- REQUIRED WORK -
Return only the tail of the data below, word for word: the line with "Target: white plastic tub" and each line after it through the final one.
>>>
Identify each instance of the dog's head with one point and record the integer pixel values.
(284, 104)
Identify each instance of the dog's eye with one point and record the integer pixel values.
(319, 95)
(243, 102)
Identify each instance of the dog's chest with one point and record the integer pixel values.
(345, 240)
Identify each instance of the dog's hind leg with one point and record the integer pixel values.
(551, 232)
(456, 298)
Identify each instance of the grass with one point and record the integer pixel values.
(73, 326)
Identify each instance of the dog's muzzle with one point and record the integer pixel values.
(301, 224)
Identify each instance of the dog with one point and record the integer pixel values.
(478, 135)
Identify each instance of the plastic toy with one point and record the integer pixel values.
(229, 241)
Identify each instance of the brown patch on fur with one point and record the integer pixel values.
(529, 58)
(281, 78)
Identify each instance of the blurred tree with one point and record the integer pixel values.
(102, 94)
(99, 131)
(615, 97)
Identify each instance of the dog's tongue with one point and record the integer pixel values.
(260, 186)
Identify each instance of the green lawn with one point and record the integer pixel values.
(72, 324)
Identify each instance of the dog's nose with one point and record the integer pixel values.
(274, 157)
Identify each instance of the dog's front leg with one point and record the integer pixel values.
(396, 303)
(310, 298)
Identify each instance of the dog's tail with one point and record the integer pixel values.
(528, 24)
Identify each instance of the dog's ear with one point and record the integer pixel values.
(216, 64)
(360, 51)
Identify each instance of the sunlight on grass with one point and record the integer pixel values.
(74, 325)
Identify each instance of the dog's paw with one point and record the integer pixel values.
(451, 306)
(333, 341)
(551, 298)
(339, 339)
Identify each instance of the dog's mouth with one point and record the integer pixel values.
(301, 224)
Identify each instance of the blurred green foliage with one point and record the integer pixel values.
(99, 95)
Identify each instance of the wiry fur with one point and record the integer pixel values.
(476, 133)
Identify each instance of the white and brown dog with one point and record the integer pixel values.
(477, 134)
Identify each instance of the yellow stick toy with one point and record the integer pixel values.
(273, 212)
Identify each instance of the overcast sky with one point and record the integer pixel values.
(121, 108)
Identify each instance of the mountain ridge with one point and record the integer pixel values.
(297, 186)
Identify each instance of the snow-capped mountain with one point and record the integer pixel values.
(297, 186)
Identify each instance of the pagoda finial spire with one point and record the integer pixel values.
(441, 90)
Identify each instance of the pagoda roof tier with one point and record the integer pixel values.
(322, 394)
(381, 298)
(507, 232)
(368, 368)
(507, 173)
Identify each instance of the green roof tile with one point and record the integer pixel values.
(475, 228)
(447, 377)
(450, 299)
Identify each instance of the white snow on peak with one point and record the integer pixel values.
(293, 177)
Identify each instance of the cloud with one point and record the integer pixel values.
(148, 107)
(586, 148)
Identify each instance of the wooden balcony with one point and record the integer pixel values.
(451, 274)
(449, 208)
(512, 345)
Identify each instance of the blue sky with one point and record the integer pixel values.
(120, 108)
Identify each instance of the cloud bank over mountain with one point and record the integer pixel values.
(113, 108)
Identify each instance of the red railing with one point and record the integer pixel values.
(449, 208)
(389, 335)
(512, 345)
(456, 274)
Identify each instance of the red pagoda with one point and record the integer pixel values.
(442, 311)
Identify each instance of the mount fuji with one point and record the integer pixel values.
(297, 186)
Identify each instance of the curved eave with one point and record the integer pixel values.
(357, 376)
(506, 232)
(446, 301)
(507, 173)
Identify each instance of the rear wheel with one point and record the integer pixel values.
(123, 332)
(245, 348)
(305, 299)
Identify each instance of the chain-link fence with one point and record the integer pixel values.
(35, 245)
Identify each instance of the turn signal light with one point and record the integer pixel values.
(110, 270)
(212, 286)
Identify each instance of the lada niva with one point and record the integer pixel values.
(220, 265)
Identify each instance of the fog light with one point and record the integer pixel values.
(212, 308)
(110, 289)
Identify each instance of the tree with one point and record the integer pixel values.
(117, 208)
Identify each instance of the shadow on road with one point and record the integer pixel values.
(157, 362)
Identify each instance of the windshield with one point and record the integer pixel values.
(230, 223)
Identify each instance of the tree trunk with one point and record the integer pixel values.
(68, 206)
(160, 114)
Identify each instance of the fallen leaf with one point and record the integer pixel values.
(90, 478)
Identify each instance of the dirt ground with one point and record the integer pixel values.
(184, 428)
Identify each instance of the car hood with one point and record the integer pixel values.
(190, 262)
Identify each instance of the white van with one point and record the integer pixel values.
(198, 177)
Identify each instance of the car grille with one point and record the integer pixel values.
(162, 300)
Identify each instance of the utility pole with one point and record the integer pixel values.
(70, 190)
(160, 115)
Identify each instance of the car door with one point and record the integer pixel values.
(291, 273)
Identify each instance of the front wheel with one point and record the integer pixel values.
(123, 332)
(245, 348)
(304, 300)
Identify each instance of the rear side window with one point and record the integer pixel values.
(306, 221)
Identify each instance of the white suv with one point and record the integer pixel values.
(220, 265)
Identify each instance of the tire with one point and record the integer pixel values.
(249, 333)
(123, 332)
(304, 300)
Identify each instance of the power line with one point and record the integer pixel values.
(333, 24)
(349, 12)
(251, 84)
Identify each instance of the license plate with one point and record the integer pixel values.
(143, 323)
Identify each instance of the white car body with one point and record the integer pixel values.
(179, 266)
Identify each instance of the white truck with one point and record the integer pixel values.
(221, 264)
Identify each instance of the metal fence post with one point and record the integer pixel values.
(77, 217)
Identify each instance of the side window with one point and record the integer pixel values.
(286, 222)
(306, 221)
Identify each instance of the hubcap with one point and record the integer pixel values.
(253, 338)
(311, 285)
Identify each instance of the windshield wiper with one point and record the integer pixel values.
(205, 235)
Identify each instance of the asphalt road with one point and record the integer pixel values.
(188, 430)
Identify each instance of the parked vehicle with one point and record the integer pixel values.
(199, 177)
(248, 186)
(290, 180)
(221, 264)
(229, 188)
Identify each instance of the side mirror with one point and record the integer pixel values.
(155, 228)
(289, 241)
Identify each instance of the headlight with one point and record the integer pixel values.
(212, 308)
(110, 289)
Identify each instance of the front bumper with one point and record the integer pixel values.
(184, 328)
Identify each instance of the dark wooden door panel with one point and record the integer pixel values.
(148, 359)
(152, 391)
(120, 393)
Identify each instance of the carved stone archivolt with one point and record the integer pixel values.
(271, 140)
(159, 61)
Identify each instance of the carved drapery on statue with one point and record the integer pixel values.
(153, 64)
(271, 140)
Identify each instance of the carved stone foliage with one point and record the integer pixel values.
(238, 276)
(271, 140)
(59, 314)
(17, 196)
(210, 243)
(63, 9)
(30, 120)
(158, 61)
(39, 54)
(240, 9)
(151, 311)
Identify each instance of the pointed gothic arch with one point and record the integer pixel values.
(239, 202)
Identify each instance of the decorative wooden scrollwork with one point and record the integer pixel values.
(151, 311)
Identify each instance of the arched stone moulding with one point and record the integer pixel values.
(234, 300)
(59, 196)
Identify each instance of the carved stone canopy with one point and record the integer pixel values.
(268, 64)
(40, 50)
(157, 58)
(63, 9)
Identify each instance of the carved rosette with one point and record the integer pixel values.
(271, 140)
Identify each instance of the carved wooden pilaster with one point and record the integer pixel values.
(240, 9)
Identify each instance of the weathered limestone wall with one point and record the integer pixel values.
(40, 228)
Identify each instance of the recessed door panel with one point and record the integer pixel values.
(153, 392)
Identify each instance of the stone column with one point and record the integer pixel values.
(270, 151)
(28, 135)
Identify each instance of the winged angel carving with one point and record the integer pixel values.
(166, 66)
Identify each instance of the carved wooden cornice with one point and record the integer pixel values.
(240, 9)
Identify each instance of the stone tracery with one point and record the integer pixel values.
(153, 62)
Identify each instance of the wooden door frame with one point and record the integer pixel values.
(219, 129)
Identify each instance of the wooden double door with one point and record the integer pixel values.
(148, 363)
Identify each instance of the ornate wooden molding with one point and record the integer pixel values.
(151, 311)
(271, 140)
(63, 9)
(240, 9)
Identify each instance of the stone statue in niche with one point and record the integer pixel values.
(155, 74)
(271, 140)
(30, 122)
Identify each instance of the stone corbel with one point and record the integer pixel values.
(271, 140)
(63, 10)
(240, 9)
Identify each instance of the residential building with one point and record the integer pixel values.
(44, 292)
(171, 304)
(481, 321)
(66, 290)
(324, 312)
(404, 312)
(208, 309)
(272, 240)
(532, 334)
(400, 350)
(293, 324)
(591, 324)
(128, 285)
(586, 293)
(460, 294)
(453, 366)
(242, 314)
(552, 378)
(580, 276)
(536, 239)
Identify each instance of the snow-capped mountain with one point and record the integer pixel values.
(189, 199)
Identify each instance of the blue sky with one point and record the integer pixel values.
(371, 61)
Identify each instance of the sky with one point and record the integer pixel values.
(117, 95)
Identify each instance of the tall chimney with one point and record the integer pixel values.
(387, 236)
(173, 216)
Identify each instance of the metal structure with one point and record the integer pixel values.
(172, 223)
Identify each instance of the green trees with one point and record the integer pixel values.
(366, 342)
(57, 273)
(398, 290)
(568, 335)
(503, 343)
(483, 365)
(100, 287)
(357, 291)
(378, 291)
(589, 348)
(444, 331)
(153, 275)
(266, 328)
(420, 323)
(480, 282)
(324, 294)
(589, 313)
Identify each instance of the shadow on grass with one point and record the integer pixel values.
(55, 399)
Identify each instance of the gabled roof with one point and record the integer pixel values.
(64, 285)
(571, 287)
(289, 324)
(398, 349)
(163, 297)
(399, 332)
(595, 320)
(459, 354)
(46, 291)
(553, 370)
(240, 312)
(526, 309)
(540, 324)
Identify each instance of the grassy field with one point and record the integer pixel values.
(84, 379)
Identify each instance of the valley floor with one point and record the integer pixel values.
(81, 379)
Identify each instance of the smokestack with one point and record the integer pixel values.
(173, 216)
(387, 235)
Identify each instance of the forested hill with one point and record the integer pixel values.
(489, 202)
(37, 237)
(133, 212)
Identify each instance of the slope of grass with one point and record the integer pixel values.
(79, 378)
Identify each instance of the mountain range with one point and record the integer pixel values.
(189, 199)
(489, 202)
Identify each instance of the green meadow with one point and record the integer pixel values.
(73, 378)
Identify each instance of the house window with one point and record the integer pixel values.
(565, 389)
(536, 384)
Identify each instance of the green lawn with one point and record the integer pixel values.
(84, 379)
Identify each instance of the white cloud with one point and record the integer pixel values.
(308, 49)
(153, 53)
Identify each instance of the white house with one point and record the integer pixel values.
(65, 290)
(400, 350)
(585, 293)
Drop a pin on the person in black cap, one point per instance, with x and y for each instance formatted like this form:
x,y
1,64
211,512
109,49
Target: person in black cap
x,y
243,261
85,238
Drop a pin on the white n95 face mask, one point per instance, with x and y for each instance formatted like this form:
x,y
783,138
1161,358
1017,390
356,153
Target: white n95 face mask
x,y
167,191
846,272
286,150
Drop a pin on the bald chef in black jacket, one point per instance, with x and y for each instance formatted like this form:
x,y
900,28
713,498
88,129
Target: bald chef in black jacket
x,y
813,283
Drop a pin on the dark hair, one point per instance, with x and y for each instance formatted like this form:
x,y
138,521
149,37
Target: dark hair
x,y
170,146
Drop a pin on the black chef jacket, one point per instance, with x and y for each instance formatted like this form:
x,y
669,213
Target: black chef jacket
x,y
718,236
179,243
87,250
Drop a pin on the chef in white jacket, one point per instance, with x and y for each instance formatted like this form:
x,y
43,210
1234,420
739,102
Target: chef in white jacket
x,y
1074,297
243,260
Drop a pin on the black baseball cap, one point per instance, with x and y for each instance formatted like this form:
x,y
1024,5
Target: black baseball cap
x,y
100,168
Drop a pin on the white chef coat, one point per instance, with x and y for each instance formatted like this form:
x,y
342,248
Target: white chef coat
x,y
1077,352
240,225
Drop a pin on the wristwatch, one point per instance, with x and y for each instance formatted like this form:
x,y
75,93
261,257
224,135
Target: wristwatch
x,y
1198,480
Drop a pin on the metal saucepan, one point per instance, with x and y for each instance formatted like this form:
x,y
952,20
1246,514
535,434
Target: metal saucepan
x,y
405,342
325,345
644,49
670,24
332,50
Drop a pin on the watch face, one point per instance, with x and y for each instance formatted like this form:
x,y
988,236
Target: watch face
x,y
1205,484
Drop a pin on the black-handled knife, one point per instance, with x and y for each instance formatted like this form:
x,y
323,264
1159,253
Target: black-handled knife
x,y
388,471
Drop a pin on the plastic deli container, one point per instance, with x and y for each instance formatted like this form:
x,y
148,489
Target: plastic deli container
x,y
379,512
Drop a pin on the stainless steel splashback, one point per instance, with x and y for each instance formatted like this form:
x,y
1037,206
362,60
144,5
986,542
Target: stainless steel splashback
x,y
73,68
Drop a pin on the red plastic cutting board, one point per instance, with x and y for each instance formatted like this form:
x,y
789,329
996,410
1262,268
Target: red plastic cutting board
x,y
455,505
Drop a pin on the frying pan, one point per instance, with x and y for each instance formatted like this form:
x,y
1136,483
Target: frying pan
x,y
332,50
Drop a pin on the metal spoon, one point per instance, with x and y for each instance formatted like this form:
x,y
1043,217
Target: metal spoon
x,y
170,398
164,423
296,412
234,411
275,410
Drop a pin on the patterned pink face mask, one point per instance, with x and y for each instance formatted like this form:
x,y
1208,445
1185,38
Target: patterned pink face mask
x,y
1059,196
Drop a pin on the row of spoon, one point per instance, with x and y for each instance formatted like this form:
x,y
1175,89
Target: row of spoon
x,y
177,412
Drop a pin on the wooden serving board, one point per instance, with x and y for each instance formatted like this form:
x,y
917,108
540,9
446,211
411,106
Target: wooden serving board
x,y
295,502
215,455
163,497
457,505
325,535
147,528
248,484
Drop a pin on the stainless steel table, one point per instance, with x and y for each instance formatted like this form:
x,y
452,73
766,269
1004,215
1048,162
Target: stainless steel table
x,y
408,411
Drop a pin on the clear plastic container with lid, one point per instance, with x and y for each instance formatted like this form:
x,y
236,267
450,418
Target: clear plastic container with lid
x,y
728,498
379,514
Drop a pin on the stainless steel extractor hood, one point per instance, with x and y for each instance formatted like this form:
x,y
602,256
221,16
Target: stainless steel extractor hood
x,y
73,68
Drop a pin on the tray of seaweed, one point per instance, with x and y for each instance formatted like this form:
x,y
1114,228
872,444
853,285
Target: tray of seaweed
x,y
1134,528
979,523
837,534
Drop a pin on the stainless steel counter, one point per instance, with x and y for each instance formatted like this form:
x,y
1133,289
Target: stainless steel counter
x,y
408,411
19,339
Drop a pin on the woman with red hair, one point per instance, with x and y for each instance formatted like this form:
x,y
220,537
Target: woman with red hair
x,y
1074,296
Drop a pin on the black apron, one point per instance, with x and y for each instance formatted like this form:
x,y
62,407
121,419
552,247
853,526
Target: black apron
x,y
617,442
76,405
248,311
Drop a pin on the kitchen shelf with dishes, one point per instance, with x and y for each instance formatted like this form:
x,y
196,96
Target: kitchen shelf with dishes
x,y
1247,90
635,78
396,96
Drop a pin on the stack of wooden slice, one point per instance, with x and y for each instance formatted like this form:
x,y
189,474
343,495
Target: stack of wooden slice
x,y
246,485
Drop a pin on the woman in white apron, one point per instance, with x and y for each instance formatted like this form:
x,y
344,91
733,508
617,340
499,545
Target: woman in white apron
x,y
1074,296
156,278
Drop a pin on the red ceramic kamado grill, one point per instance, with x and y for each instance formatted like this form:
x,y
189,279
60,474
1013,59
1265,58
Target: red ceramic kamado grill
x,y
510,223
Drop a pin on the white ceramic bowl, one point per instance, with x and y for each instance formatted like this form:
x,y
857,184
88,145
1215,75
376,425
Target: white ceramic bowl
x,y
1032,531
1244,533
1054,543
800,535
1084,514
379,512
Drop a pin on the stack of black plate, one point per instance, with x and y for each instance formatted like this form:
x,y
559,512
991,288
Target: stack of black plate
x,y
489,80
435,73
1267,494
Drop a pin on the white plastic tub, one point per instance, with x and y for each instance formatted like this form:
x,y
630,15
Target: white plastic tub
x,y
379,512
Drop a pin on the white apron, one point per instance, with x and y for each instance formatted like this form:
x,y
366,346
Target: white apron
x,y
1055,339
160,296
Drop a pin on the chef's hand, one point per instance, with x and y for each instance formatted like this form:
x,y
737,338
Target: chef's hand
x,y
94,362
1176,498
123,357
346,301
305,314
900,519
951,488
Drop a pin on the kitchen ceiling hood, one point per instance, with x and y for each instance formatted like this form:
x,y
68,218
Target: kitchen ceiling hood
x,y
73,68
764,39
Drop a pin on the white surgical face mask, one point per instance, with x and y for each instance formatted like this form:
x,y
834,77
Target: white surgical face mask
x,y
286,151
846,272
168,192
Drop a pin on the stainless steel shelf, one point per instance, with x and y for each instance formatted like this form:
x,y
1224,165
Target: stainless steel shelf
<<<
- EXERCISE OUTPUT -
Target: white plastic tub
x,y
379,512
Drop a pin on the white apron, one point per instance, with x and y for each instance formatted like this form:
x,y
366,346
Target: white apron
x,y
1055,339
160,296
Drop a pin on the chef's hand, one point per instance, with x and y for each instance formatted like this form:
x,y
737,338
Target: chef's hand
x,y
94,362
1176,498
123,357
346,301
305,314
900,519
951,488
Drop a pin on the kitchen ceiling hood, one point per instance, with x and y for each instance formatted like this form:
x,y
68,218
Target: kitchen ceiling hood
x,y
73,68
764,39
Drop a pin on the white surgical face mask, one point per instance, with x and y for each instance formatted like this form:
x,y
834,77
Target: white surgical face mask
x,y
286,151
846,272
168,192
Drop a pin on the stainless steel shelf, one point per instance, with x and y for each instance formatted like this form:
x,y
1224,165
Target: stainless steel shelf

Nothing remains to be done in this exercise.